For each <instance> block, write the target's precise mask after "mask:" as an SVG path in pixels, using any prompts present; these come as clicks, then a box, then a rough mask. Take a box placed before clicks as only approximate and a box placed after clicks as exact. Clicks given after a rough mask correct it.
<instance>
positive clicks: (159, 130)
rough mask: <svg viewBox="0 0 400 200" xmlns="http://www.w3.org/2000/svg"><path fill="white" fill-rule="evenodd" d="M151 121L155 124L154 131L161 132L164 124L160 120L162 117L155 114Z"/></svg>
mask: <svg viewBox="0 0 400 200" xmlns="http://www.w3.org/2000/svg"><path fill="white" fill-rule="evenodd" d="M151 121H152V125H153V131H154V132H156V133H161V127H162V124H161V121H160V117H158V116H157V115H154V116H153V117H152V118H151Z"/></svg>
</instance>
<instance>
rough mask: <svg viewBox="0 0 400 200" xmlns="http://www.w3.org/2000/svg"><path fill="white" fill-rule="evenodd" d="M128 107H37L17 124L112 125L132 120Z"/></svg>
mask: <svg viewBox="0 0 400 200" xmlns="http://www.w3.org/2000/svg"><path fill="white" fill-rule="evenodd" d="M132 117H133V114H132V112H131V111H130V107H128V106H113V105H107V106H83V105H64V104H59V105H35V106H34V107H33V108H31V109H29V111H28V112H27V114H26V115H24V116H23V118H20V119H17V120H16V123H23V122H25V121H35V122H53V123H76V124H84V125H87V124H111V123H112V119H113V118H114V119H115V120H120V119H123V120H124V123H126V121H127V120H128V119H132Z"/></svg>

•••

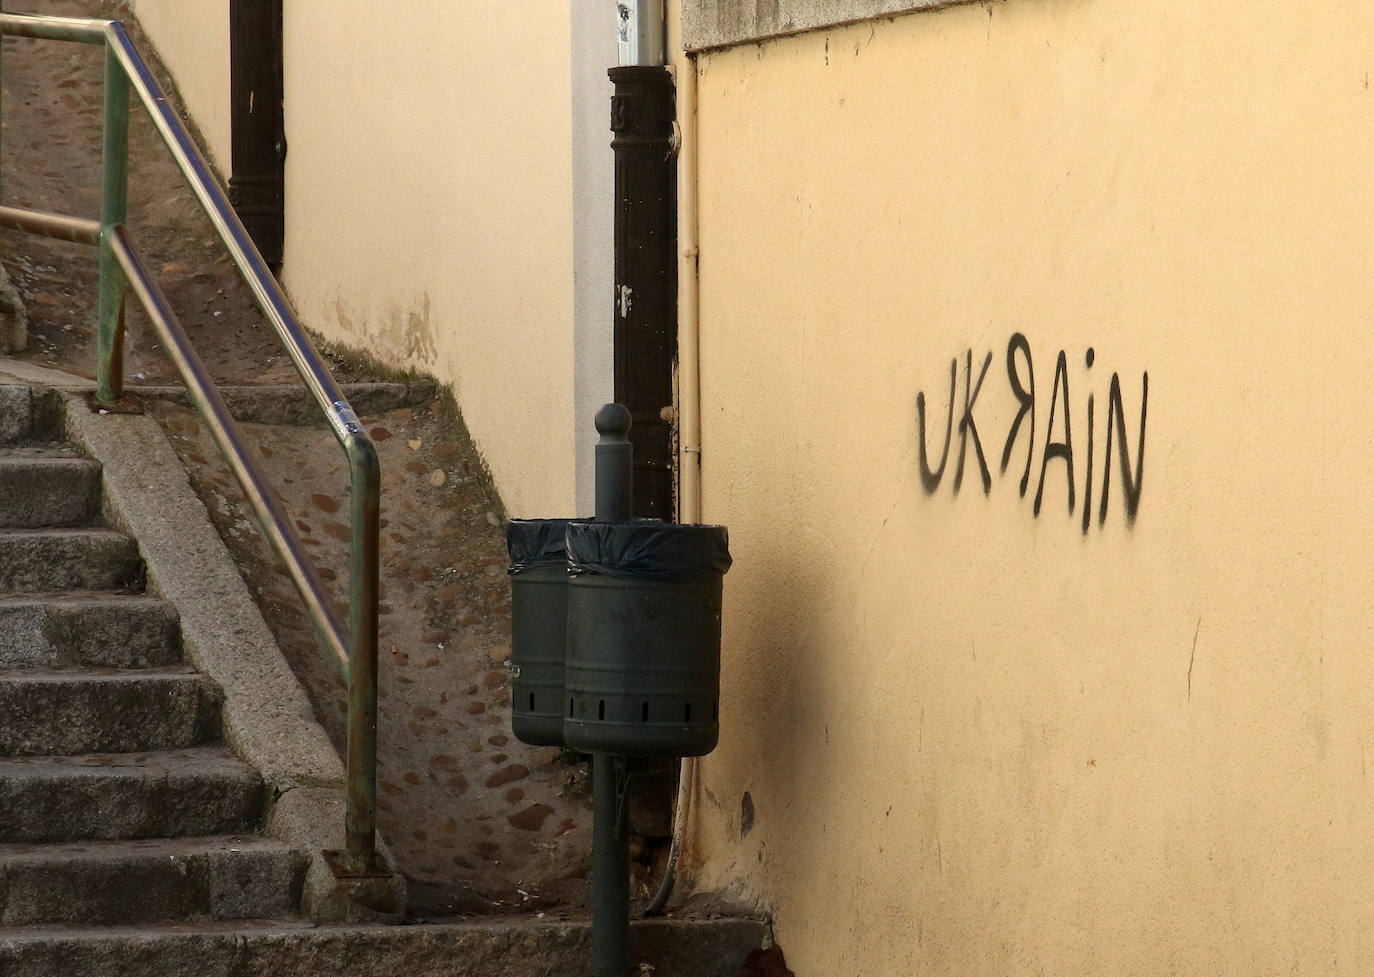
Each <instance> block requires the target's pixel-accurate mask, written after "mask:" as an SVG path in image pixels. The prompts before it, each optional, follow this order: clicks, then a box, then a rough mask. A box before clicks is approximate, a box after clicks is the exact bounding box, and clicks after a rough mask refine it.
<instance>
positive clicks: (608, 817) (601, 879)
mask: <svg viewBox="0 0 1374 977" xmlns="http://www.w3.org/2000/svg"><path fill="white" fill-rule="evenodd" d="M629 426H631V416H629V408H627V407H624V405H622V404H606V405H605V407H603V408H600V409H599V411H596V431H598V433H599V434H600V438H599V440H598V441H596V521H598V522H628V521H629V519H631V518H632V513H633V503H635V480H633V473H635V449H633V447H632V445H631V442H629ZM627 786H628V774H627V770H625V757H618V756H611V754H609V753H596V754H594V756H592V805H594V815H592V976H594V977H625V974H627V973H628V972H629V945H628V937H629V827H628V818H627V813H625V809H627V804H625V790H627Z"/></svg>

•••

■ **EXERCISE REQUIREMENTS**
Count the lines in the rows above that contain the word "positive". Reply with the number only.

■ **RESULT OF THIS EXERCISE**
2